§ Article

On Thu, Aug 24, 2023 at 04:21:46PM -0700, Darrick J. Wong wrote:
> From: Darrick J. Wong <djwong@xxxxxxxxxx>
> Don't allow log recovery to proceed on a readonly mount if the primary
> superblock advertises unknown rocompat bits.  We used to allow this, but
> due to a misunderstanding between Dave and Darrick back in 2016, we
> cannot do that anymore.  The XFS_SB_FEAT_RO_COMPAT_RMAPBT feature (4.8)
> protects RUI log items, and the REFLINK feature (4.9) protects CUI/BUI
> log items, which is why we can't allow older kernels to recover them.

Ok, this would work for kernels that don't know waht the
REFLINK/RMAP features are, but upstream kernels will never fail to
recover these items because these are known ROCOMPAT bits.

The reason this problem exists is that we've accidentally
conflated RO_COMPAT with LOG_INCOMPAT. If RUI/CUI/BUI creation had
of set a log incompat bit whenever they are used (similar to the
new ATTRI stuff setting log incompat bits), then older kernels
would not have allow log recovery even if the reflink/rmap RO_COMPAT
features were set and they didn't understand them.

However, we can't do that on current kernels because then older
kernels that understand reflink/rmap just fine would see an unknown
log incompat bit and refuse to replay the log. So it comes back to
how we handle unknown ROCOMPAT flags on older kernels, not current
upstream kernels.

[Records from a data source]
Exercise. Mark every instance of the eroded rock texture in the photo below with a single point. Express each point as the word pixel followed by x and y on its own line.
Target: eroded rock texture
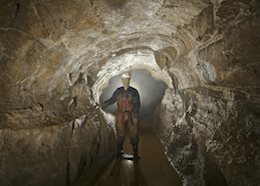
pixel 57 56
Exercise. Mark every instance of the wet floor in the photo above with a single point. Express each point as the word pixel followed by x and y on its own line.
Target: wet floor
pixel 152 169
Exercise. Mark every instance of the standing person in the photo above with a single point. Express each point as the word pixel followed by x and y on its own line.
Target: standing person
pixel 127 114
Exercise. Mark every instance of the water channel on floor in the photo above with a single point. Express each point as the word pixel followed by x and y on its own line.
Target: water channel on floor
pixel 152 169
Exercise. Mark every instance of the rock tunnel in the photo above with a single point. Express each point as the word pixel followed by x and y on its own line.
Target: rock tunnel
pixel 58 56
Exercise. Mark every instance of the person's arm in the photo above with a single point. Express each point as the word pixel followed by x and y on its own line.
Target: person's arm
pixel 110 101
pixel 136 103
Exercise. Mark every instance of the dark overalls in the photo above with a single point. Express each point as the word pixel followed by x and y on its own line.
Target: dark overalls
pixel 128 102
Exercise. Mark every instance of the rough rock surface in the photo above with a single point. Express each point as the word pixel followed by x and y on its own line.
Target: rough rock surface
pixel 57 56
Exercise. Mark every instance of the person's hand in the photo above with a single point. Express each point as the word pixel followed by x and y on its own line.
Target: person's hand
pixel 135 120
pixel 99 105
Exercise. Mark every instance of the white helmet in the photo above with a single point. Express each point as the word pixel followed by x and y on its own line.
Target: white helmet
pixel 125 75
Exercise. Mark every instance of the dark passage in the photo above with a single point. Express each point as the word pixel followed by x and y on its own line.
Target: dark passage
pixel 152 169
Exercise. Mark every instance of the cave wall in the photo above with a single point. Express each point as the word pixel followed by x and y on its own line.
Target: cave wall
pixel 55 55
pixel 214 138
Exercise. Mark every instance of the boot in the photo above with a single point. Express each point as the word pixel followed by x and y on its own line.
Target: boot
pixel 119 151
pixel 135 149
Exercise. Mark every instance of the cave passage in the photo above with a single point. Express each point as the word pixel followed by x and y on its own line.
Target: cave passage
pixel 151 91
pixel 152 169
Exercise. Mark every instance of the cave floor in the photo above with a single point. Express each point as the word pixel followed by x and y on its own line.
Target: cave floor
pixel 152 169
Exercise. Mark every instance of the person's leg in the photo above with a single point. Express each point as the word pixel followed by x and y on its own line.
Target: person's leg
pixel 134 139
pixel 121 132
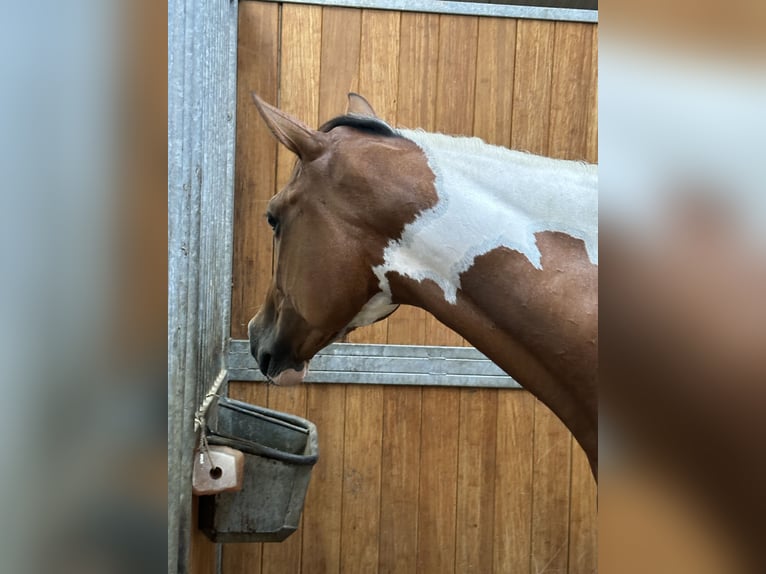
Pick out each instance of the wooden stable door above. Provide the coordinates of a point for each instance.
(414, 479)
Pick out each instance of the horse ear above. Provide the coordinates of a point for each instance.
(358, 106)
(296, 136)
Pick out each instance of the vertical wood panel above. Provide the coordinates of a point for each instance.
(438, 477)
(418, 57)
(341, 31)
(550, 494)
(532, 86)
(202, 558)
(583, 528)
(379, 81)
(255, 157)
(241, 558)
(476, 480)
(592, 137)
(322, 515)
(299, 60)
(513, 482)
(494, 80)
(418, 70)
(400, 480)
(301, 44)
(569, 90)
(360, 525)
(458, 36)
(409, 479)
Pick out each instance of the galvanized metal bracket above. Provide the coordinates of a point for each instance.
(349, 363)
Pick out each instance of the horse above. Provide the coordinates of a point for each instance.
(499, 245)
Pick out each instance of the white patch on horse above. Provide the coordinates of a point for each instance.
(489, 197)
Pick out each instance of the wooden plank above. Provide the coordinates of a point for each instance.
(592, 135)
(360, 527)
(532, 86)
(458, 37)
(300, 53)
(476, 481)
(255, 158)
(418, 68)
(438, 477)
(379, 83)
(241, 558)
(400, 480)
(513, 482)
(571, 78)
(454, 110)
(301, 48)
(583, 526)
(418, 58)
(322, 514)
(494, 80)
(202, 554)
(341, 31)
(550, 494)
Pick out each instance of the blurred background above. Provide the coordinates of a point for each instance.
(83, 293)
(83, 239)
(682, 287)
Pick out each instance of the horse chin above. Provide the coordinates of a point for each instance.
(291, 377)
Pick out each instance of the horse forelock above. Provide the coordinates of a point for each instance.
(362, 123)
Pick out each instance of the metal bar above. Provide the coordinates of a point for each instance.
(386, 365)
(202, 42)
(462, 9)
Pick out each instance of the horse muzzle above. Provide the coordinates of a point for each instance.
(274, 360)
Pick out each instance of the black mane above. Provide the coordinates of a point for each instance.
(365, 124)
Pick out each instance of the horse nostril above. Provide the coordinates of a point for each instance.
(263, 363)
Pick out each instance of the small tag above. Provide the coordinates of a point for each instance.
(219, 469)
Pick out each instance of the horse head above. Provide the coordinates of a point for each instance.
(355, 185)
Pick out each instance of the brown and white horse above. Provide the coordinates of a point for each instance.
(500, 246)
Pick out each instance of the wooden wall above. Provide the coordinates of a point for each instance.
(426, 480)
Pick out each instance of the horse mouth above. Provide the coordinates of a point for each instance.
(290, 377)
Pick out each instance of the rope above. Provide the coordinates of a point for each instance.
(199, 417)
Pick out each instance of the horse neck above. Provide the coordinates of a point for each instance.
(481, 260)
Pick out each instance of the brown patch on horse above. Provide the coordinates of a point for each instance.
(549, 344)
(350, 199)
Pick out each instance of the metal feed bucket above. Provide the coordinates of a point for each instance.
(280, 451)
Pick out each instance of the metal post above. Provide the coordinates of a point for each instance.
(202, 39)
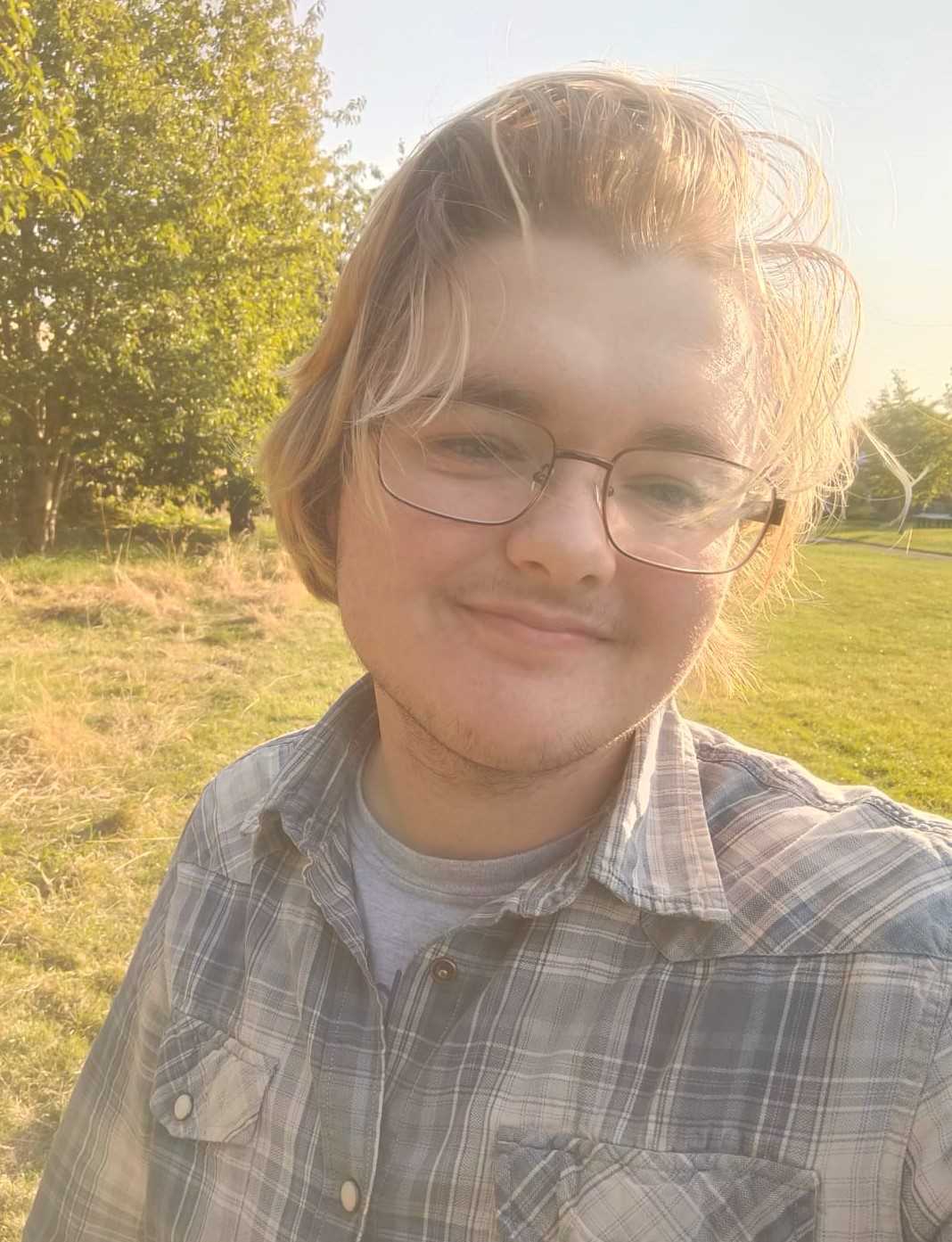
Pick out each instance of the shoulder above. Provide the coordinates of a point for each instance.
...
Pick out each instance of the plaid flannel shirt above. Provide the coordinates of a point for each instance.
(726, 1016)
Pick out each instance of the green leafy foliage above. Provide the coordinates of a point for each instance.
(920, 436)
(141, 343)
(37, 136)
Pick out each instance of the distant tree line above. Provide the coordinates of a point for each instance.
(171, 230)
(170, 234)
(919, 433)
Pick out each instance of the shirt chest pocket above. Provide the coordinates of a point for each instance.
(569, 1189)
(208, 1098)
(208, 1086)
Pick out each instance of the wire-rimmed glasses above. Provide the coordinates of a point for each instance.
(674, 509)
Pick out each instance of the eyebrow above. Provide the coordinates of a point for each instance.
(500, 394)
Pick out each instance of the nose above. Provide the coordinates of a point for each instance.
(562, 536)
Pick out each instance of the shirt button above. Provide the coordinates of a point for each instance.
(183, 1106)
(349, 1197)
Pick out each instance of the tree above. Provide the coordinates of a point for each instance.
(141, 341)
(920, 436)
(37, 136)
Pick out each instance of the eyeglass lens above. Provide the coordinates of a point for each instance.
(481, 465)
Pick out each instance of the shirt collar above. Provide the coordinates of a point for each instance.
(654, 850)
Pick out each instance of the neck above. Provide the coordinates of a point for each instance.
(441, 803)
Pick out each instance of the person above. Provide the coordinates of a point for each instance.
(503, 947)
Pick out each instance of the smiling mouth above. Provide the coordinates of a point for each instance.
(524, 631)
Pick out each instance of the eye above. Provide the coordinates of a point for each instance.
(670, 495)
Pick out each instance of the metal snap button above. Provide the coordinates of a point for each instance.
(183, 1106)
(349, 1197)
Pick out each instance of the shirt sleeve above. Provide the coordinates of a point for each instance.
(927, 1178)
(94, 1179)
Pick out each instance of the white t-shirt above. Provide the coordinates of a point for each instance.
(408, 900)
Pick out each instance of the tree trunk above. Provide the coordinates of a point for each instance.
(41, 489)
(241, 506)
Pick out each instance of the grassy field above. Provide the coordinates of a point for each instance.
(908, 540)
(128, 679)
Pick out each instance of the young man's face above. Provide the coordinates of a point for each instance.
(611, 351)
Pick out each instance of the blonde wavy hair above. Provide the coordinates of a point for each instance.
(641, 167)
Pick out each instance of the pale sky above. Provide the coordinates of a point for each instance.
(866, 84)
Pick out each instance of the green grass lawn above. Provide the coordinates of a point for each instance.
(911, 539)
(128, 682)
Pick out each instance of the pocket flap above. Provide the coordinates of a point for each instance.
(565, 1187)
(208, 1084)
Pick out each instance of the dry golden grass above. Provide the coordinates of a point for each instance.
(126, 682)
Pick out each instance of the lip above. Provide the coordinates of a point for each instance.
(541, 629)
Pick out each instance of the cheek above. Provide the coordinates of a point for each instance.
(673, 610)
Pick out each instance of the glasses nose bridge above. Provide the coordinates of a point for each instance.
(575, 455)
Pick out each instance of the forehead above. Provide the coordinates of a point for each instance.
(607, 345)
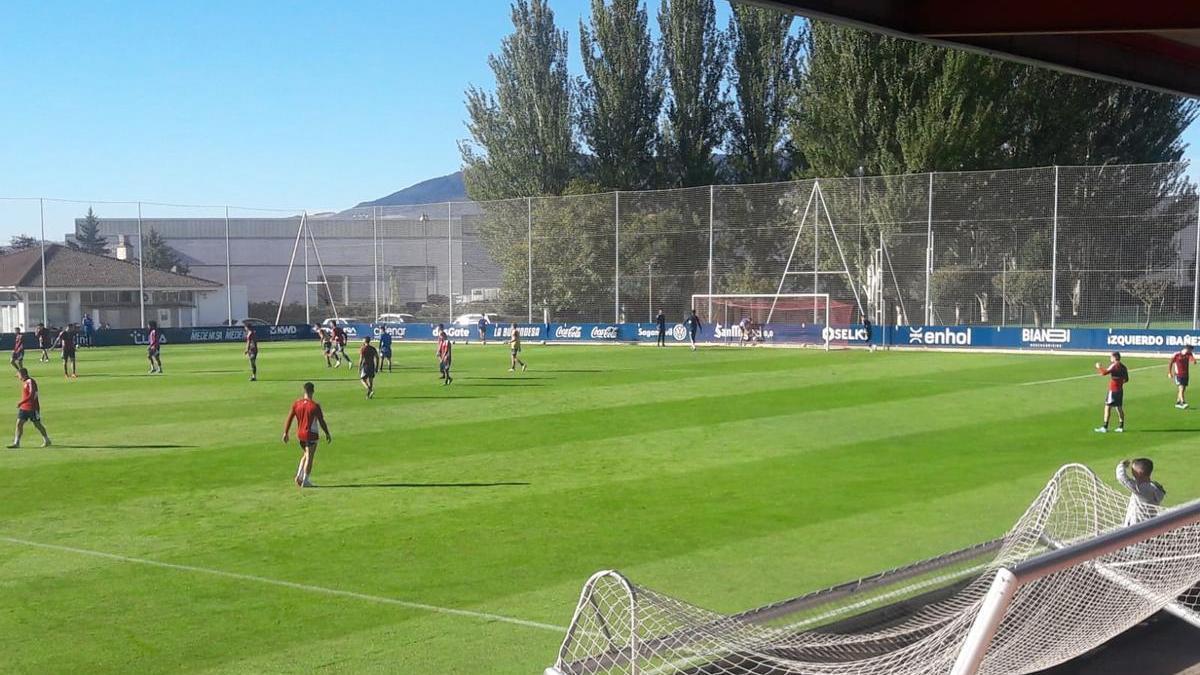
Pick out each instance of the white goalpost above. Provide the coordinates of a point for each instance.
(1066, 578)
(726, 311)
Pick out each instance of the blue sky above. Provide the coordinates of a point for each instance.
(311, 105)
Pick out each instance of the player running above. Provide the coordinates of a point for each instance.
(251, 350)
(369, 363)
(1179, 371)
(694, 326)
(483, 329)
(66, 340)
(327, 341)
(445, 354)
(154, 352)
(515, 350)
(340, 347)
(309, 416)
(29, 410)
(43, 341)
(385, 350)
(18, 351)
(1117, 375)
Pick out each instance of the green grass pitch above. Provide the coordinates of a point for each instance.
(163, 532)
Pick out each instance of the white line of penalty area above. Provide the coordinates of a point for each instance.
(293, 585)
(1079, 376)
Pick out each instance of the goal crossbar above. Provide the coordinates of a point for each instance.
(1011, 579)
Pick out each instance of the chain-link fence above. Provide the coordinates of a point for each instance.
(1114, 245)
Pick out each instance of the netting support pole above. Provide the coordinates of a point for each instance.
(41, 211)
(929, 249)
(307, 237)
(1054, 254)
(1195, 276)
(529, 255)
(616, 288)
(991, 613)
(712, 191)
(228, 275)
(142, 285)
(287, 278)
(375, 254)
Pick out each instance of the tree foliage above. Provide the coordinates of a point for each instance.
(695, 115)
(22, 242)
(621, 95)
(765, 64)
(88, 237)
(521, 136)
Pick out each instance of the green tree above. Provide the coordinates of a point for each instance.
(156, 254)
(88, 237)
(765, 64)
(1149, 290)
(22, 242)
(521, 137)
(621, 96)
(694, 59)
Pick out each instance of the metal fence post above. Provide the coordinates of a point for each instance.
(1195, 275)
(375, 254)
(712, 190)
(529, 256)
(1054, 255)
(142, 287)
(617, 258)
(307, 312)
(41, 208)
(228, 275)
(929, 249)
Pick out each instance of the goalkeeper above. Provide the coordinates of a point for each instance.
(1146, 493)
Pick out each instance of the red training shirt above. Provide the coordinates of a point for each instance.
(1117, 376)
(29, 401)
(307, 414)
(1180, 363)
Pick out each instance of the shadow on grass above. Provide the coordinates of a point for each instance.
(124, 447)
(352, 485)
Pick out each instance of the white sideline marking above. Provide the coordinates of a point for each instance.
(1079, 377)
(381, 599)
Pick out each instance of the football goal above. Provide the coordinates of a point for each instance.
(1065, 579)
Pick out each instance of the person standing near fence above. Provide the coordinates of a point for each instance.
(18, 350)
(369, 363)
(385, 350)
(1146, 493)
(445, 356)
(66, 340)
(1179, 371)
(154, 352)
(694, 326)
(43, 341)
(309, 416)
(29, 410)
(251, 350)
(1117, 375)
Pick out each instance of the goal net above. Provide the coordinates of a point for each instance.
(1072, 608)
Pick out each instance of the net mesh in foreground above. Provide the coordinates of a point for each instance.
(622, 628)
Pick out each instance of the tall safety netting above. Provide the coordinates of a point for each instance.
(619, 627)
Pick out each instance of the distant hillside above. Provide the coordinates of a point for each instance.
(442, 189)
...
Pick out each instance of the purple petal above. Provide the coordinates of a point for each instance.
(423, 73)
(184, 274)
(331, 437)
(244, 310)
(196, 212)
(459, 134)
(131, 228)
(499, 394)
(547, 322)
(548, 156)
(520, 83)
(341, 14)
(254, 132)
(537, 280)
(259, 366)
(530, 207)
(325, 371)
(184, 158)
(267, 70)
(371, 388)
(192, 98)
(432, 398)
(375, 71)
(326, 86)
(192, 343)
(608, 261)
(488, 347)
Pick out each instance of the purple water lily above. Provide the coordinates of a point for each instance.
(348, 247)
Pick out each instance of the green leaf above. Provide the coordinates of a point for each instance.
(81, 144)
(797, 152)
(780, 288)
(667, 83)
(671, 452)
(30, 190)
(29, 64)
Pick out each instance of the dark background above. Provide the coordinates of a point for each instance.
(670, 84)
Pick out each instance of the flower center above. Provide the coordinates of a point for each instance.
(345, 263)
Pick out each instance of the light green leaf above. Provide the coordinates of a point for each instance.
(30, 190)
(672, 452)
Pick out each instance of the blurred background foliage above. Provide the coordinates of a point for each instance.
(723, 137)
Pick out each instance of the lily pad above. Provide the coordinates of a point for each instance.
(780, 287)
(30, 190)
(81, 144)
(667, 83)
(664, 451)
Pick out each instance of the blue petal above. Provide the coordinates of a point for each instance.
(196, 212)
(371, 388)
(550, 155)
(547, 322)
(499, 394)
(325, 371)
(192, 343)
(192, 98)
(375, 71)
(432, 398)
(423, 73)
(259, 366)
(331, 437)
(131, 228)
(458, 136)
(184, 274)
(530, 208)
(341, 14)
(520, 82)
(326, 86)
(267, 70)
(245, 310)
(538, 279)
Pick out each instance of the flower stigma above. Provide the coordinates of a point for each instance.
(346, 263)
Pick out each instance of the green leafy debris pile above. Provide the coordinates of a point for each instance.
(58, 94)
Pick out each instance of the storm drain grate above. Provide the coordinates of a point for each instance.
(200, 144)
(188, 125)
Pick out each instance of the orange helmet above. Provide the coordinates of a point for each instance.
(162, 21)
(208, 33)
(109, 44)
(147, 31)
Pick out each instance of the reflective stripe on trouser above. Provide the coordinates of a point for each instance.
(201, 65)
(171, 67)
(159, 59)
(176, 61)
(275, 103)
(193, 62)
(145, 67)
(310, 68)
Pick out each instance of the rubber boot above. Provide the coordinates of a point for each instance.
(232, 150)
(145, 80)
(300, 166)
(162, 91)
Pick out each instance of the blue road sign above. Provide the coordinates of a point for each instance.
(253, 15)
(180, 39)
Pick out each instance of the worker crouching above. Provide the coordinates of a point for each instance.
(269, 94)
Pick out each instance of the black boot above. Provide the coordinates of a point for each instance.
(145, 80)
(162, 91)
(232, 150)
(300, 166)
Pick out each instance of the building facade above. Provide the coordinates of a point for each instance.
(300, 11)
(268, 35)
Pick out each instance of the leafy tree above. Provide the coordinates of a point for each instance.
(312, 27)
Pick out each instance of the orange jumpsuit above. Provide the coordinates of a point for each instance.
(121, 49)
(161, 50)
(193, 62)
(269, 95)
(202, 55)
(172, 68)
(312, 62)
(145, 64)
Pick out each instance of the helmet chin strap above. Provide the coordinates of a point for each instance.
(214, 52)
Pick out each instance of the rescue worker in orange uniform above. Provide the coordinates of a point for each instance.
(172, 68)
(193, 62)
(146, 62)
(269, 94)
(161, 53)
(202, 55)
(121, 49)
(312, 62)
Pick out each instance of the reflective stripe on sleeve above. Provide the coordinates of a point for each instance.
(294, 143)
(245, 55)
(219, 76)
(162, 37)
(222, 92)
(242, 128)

§ What you will do
[a] Extract each line of the records that contains the string "overalls", matching case exactly.
[b] Carry on with the mailing-list reply about XFS log recovery and unknown ROCOMPAT bits, starting after its final sentence.

§ Answers for the tasks
[a]
Exercise. Mark every instance of the dark overalls in the photo above with a single point. Express each point as the word pixel followed by x and y on its own line.
Target: dark overalls

[b]
i.e. this patch needs to be backported to kernels that don't know
anything about RMAP/REFLINK to be useful to anyone. i.e. kernels
older than 4.9 that don't know what rmap/reflink are.  I suspect
that there are very few supported kernels that old that this might
get backported to.

Hence I wonder if this change is necessary at all.  If we can
guarantee that anything adding a new log item type to the journal
sets a LOG_INCOMPAT flag, then we don't need to change the RO_COMPAT
handling in current kernels to avoid log recovery at all - the
existing LOG_INCOMPAT flag handling will do that for us....

Yes, we can have a new feature that is RO_COMPAT + LOG_INCOMPAT; the
reflink and rmap features should have been defined this way as
that's where we went wrong. It's too late to set LOG_INCOMPAT for
them, and so the only way to fix old supported kernels is to prevent
log recovery when unknown RO_COMPAT bits are set.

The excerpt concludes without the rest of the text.